§ Task item
Write every line below out again, exactly as given, but leave out the pictures.

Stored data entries

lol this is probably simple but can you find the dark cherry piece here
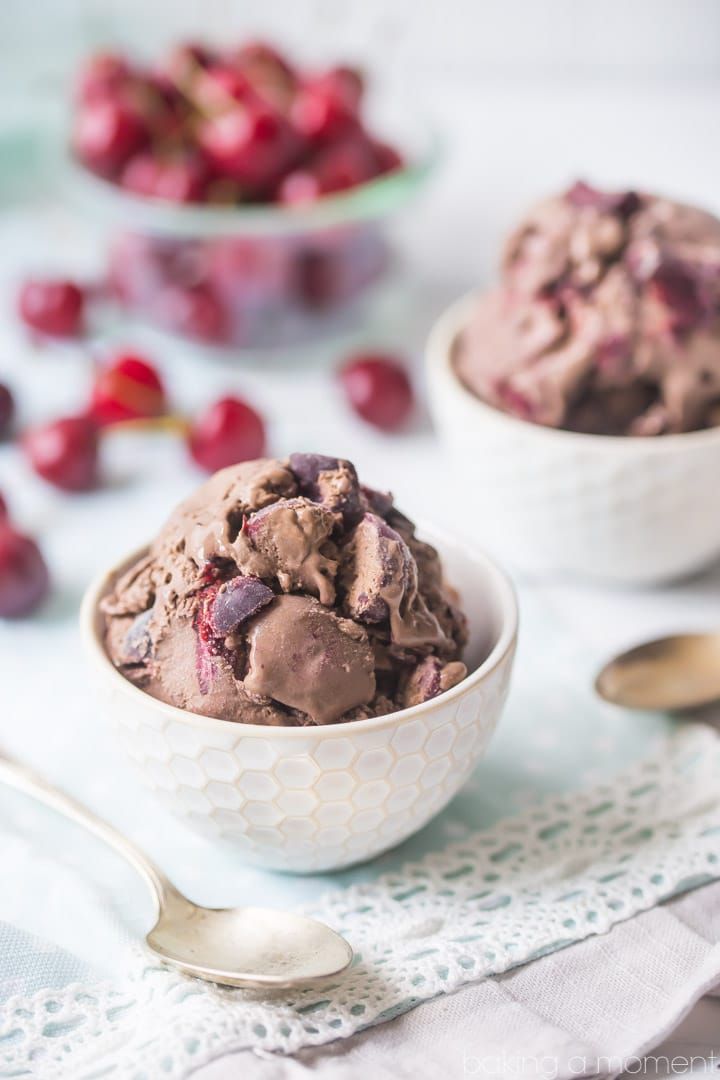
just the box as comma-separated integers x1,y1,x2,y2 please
338,354,414,431
90,352,166,425
0,383,15,439
566,180,641,220
24,416,100,492
0,525,50,618
210,576,274,634
18,279,85,338
649,261,705,334
189,396,266,473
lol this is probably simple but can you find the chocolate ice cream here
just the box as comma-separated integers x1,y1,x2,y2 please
456,181,720,435
101,455,467,725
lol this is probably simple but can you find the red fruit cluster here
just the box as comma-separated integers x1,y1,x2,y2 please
0,494,51,618
72,40,403,206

§ Response box
lol this is probably simple but can you find the dark cherry piece here
just the box as comma-separated integers x1,y1,x2,y2 please
338,354,414,431
90,352,166,425
0,383,15,439
566,180,641,220
24,416,100,492
0,525,50,618
210,576,274,634
18,279,85,338
649,261,705,334
189,396,266,473
lol this is probably simple but can you find the chocolate ice cream here
just the box as comma-separated integers x1,y1,x2,y2 please
456,181,720,435
101,455,467,725
lol this is probably simple but can you find the red fruit cluster here
just the box as comma-separated integers x1,y1,x2,y2 please
0,494,51,618
72,40,403,206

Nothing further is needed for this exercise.